_What is required_
Print the listing once more, exactly as written.

=== Begin Enclosure ===

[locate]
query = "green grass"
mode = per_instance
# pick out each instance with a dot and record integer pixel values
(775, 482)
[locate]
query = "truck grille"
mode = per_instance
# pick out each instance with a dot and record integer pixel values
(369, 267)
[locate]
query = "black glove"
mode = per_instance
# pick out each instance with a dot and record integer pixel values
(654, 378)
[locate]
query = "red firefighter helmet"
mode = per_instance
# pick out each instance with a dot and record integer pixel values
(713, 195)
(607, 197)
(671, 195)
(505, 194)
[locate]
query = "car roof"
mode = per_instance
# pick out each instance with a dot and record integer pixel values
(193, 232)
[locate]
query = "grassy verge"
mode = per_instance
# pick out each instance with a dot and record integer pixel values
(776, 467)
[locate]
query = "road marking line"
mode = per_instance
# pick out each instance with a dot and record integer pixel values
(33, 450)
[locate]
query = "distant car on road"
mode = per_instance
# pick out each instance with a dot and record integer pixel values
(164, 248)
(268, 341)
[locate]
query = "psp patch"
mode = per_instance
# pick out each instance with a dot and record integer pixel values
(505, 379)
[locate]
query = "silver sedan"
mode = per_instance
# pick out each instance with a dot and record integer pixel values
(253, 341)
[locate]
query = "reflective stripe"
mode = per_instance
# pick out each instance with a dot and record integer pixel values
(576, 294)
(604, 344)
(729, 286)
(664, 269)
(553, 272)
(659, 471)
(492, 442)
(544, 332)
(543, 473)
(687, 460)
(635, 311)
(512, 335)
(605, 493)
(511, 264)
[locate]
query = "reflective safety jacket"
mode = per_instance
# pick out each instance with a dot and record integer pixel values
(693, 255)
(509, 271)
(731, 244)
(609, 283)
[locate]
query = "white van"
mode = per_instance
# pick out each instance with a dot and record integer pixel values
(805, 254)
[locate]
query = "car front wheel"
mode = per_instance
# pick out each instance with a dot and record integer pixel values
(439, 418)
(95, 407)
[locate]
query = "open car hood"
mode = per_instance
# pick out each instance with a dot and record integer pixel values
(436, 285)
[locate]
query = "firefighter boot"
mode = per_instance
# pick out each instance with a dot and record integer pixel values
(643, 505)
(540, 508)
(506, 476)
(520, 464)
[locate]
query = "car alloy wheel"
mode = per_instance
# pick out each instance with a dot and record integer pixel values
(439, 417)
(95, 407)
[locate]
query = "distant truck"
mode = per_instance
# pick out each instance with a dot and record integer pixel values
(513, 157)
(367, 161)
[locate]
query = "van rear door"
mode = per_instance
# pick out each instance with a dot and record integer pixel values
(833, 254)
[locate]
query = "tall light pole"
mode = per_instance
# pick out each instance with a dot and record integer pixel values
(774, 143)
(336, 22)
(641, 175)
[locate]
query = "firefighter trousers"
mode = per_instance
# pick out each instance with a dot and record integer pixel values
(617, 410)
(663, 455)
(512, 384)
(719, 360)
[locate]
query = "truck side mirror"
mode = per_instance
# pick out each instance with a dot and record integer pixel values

=== End Enclosure ===

_Written answer_
[locate]
query = "green grass"
mode = per_instance
# pick out each instance with a dot and record integer pixel values
(775, 482)
[locate]
query = "truck grille"
mode = per_instance
# pick out each instance with a dot and record integer pixel values
(369, 267)
[locate]
query = "black glove"
mode = per_instance
# pick out each instance with a dot and record integer pixel values
(654, 378)
[locate]
query = "red firefighter helmet"
mode = per_instance
# pick out each instance with a dot and record integer pixel values
(713, 195)
(607, 197)
(671, 195)
(505, 194)
[locate]
query = "car roof"
mode = per_instance
# pick out each instance with a dot and record integer pixel values
(193, 232)
[locate]
query = "grassy verge"
mode = per_instance
# pick out each instance with a dot and record integer pixel values
(776, 467)
[locate]
query = "road marking line"
mode = per_instance
# pick out each instance with a dot and record integer pixel values
(33, 450)
[locate]
query = "distant car on road"
mode = per_instance
# pick out each instance with a dot and record integer pixel values
(164, 248)
(268, 341)
[locate]
query = "psp patch"
mode = per_instance
# pick out each instance with a dot and record integer pixel values
(505, 379)
[locate]
query = "silver sedan"
mode = per_instance
# pick out each instance with a dot and record integer pixel values
(253, 341)
[locate]
query = "reflective stripe"
mode = per_instance
# pick out each instance with a dot and record integer pixel values
(576, 294)
(604, 344)
(729, 286)
(664, 269)
(553, 272)
(659, 471)
(492, 442)
(544, 332)
(543, 473)
(687, 460)
(635, 311)
(512, 335)
(605, 493)
(511, 264)
[locate]
query = "reflective safety jacket"
mode = per_instance
# pick out each instance with a dot and record integer pixel values
(693, 255)
(509, 271)
(731, 244)
(609, 283)
[locate]
query = "white van"
mode = per_instance
# pick out each instance with a dot and record integer pixel values
(805, 254)
[locate]
query = "car front wheel"
mode = per_instance
# pick out each instance with a dot and record integer pixel values
(439, 418)
(95, 407)
[locate]
query = "open car hood"
mode = per_instance
# pick out each instance with a dot and record integer pixel values
(436, 285)
[locate]
query = "firefighter boot"
mode = per_instance
# pick out each instance with a dot and record integer pixel values
(643, 505)
(540, 508)
(506, 476)
(520, 464)
[locate]
query = "car alloy wheel"
mode = per_instance
# pick out each instance with a dot and record integer pixel values
(439, 417)
(95, 407)
[locate]
query = "distant truck"
mode = per_instance
# pick out each instance with a dot and record integer pixel values
(513, 157)
(367, 161)
[locate]
query = "van rear door"
mode = per_instance
# pick out each instance with a dot and record integer pixel values
(833, 254)
[locate]
query = "tall light pole"
mode = per_instance
# pick out each instance with a dot and record integer pixel values
(774, 143)
(336, 22)
(641, 175)
[locate]
query = "firefighter trousers"
mode = per_instance
# pick out each instance with a dot and record integer pixel values
(617, 410)
(663, 455)
(512, 384)
(719, 360)
[locate]
query = "truck side mirror"
mode = per_instance
# pick out each instance with a dot and record integer pixel values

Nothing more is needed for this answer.